__Supplied passage__

_ _ _

These are issues that directly concern all of us who study consciousness, so it seems it would be in our best interest to strive for consensus. Given the conversation at ASSC20, we are pleased to have the opportunity to address some of the nuanced topics that arose more formally, and share some of the thinking we have done since the meeting. To reflect the heterogeneity of ideas and opinions surrounding this topic, we have organized this discussion into four distinct contributions.

—M.A.K.P. and I.P.

Practical and theoretical considerations in seeking the neural correlates of consciousness

Megan A. K. Peters

Psychology Department, University of California, Los Angeles, Los Angeles, CA 90095, USA . E-mail : meganakpeters@ucla.edu

As empirical scientists studying consciousness, we should be concerned with one question above all others: How can we design an experiment that will isolate the “conscious” processing of something from the “unconscious” processing of it, so that we can study the neural processing that underlies awareness – the neural correlates of consciousness (NCCs) – without inadvertently including a number of other confounds? This is the foundation of the scientific method.

_ _ _

__The problem__
Copy the consciousness passage from "Psychology Department, University" to "the scientific method.", changing "empirical scientists" to "experimental researchers".

Region annotation entries

_ _ _

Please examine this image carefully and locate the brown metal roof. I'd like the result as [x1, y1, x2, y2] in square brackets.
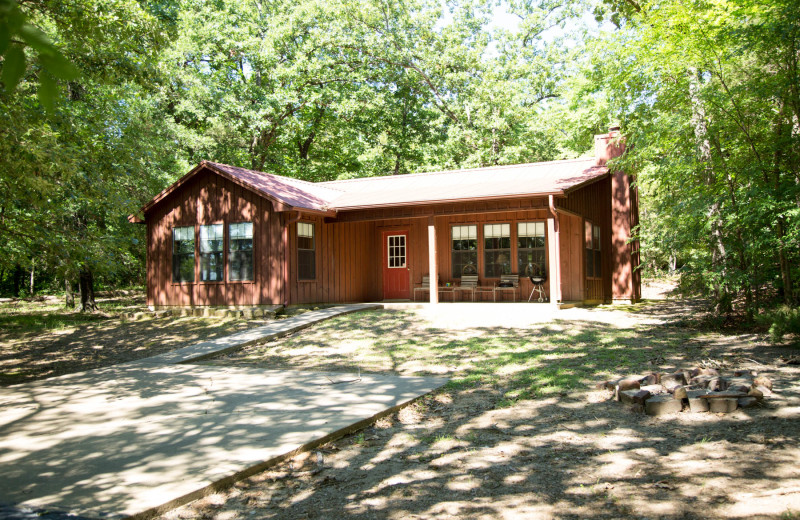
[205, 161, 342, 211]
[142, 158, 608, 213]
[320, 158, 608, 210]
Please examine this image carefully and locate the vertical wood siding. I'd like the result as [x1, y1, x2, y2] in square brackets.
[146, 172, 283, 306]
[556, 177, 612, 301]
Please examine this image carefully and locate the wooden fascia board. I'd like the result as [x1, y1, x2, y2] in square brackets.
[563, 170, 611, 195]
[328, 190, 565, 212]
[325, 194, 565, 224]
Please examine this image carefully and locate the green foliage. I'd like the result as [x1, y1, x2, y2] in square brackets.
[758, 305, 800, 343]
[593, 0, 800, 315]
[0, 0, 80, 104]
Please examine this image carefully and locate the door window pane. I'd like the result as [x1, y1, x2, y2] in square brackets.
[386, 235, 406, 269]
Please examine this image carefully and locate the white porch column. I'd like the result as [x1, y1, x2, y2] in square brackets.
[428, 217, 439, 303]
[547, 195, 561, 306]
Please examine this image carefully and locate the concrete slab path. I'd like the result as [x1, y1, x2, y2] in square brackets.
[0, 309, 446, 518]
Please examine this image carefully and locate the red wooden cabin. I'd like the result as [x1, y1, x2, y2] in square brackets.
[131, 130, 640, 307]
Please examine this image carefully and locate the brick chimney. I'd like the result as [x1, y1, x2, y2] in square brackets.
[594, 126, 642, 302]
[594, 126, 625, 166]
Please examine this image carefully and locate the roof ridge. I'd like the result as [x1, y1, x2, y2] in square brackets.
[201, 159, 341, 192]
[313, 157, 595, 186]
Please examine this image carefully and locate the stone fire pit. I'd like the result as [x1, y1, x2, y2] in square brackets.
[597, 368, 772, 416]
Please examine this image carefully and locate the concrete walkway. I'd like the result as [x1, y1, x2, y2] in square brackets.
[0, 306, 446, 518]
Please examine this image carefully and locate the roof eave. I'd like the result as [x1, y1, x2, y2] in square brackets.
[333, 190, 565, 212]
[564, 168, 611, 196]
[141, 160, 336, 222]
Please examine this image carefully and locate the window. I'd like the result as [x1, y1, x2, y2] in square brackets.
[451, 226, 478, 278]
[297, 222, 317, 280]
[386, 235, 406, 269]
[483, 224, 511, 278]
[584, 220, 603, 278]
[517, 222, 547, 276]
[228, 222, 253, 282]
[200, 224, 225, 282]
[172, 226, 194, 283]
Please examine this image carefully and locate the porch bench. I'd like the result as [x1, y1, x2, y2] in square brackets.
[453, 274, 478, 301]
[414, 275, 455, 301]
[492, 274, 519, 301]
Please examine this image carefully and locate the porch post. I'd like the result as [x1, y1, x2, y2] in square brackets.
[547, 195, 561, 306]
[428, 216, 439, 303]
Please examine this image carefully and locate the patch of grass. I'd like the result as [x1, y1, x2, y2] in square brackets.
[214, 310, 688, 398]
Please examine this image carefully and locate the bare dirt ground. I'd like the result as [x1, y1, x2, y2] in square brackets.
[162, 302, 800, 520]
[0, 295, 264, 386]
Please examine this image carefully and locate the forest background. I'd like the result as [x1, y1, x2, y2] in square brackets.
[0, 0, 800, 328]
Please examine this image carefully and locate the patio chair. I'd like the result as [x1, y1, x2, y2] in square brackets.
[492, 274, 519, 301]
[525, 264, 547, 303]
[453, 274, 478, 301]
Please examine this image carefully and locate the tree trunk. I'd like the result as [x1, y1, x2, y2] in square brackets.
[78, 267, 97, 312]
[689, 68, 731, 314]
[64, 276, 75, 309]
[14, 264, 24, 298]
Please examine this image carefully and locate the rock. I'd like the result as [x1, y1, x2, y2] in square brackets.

_ _ _

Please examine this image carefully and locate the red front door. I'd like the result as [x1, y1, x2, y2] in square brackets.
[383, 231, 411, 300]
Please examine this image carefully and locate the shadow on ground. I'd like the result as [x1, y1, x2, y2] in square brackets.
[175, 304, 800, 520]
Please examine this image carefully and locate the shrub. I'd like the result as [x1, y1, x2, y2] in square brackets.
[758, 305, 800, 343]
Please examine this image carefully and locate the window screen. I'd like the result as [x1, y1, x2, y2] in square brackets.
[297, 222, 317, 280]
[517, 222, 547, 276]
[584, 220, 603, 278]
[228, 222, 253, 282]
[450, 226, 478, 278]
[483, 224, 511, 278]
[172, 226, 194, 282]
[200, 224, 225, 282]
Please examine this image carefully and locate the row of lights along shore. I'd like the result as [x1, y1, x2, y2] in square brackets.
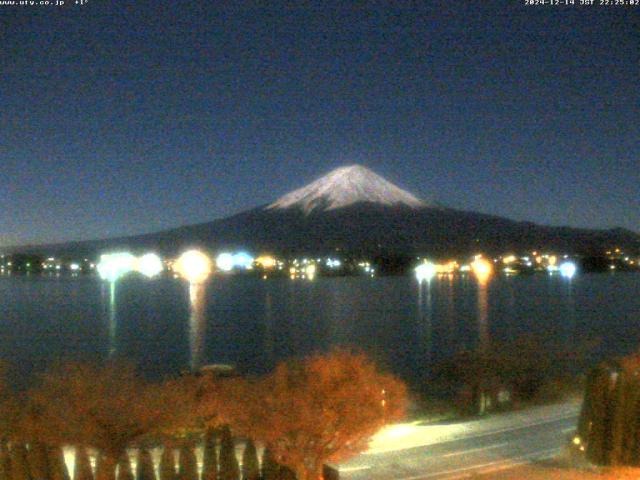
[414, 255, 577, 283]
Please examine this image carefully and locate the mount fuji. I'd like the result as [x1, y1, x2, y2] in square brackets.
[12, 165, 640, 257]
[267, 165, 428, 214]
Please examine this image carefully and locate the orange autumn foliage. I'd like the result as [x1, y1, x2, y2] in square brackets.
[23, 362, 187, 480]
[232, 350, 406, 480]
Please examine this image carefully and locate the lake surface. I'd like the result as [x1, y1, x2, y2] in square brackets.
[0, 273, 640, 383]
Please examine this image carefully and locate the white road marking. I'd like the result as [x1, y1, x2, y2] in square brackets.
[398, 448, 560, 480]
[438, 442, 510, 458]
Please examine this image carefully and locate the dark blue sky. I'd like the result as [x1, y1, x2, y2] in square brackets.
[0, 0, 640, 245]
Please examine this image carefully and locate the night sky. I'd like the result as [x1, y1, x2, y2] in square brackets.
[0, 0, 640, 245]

_ _ _

__Expected answer__
Psychology Department, University of California, Los Angeles, Los Angeles, CA 90095, USA . E-mail : meganakpeters@ucla.edu

As experimental researchers studying consciousness, we should be concerned with one question above all others: How can we design an experiment that will isolate the “conscious” processing of something from the “unconscious” processing of it, so that we can study the neural processing that underlies awareness – the neural correlates of consciousness (NCCs) – without inadvertently including a number of other confounds? This is the foundation of the scientific method.